Excerpt from a dataset
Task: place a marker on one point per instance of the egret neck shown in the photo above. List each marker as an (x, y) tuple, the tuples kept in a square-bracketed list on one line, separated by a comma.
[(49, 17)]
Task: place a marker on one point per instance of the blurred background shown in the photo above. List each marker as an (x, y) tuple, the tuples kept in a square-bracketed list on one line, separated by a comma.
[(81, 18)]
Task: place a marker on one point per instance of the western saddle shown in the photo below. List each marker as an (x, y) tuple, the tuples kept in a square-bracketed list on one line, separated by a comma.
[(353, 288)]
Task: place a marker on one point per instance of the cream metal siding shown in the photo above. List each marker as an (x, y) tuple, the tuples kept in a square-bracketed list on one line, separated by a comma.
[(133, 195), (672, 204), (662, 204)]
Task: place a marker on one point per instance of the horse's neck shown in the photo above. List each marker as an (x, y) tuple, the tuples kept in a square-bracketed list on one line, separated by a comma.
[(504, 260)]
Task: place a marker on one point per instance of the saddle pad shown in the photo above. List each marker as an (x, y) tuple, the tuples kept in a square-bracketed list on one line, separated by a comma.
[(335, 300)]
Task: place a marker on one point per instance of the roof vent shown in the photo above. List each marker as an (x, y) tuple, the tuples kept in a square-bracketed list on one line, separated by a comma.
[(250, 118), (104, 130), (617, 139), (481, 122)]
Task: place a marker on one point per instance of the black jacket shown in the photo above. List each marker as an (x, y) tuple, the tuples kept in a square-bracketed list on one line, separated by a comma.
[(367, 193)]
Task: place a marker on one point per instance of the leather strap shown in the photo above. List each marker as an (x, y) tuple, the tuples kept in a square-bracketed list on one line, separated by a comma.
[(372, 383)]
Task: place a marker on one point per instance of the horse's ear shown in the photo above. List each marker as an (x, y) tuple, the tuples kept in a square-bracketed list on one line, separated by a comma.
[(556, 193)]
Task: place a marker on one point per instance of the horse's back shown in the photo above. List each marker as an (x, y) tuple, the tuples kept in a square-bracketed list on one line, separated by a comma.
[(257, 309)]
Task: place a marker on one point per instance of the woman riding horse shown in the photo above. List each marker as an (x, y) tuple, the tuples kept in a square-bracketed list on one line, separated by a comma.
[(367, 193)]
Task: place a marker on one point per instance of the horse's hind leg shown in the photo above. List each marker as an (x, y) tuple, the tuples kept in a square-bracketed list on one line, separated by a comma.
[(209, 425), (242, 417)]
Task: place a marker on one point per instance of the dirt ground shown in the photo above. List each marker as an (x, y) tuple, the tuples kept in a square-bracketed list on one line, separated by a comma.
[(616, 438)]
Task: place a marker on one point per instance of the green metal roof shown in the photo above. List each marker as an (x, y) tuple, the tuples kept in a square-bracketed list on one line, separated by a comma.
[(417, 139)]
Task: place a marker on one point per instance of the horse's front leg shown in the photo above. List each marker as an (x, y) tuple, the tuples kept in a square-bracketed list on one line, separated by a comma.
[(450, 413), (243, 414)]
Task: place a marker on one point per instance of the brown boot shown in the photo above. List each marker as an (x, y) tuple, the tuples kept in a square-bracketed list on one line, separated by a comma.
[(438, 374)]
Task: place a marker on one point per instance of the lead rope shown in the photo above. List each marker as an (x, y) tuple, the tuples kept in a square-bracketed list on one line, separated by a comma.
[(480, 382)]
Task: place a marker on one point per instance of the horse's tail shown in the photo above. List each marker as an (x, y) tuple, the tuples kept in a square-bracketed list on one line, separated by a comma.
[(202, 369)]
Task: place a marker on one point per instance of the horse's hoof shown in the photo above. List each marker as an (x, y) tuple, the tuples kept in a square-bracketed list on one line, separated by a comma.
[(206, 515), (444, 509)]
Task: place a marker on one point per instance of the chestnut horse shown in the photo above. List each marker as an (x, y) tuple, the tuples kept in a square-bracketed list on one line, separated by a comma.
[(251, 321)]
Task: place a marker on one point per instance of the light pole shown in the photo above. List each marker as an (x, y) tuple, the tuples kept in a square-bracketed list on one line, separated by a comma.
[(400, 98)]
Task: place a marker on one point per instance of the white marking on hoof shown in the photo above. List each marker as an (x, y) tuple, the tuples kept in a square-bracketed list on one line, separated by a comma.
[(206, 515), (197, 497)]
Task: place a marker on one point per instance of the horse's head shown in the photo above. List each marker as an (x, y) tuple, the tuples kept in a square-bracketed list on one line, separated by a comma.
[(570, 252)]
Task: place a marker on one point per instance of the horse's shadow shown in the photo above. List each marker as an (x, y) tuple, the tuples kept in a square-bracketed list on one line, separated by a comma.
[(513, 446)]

--

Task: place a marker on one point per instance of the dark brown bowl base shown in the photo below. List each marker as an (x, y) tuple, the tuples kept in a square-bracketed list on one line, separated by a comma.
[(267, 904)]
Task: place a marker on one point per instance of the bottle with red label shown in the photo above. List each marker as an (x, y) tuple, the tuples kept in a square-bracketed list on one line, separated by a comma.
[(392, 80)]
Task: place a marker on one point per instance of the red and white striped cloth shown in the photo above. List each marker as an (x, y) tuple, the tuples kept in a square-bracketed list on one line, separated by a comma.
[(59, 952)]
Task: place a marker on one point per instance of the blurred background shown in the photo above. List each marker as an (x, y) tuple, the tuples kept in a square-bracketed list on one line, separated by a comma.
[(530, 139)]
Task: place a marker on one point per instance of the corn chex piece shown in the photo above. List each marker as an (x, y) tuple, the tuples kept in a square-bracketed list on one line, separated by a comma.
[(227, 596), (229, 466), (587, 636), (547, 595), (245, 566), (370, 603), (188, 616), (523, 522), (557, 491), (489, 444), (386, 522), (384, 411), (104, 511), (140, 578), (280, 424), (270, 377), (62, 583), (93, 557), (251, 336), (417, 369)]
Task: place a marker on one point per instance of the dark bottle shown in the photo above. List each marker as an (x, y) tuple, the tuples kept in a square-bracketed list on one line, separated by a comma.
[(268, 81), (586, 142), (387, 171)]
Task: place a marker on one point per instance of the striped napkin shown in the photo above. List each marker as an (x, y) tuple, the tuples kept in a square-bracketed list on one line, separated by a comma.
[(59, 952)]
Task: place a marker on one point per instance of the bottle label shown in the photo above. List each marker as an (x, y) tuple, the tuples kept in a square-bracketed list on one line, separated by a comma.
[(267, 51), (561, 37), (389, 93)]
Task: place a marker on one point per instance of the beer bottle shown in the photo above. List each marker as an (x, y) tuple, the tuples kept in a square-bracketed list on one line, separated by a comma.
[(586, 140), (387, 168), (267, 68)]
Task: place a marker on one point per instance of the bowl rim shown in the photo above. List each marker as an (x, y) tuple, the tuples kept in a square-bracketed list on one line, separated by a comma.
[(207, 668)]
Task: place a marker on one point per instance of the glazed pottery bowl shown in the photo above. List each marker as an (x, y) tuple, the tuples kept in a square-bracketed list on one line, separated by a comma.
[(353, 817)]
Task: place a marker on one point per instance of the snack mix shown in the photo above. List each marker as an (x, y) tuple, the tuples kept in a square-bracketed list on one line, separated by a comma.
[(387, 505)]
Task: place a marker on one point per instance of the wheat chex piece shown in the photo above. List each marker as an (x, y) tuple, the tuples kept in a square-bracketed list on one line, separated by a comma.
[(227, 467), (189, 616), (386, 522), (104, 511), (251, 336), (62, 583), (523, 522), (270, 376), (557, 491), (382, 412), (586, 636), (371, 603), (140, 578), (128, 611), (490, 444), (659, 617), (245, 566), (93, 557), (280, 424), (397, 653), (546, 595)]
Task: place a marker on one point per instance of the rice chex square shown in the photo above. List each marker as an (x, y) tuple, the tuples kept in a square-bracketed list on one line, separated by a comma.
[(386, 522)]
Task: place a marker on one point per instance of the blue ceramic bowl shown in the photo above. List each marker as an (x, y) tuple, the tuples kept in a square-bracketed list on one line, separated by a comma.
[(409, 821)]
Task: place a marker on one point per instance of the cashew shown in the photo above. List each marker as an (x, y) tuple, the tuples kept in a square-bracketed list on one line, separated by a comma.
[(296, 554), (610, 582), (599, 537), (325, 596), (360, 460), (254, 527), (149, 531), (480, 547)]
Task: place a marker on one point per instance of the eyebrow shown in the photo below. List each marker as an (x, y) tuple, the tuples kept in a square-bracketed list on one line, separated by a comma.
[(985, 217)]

Your goal:
Rewrite the lines beginning with the one containing "the horse's shadow" and ending with the one containing "[(513, 446)]", substituting "pin" for "marker" and leaving everything else unchanged.

Written answer:
Task: place a pin on one point per instance of the horse's shadow shown in the photo above. List each pin as an (x, y) tuple, the tuples kept in a square-bracketed list on one line, separated by a comma.
[(513, 446)]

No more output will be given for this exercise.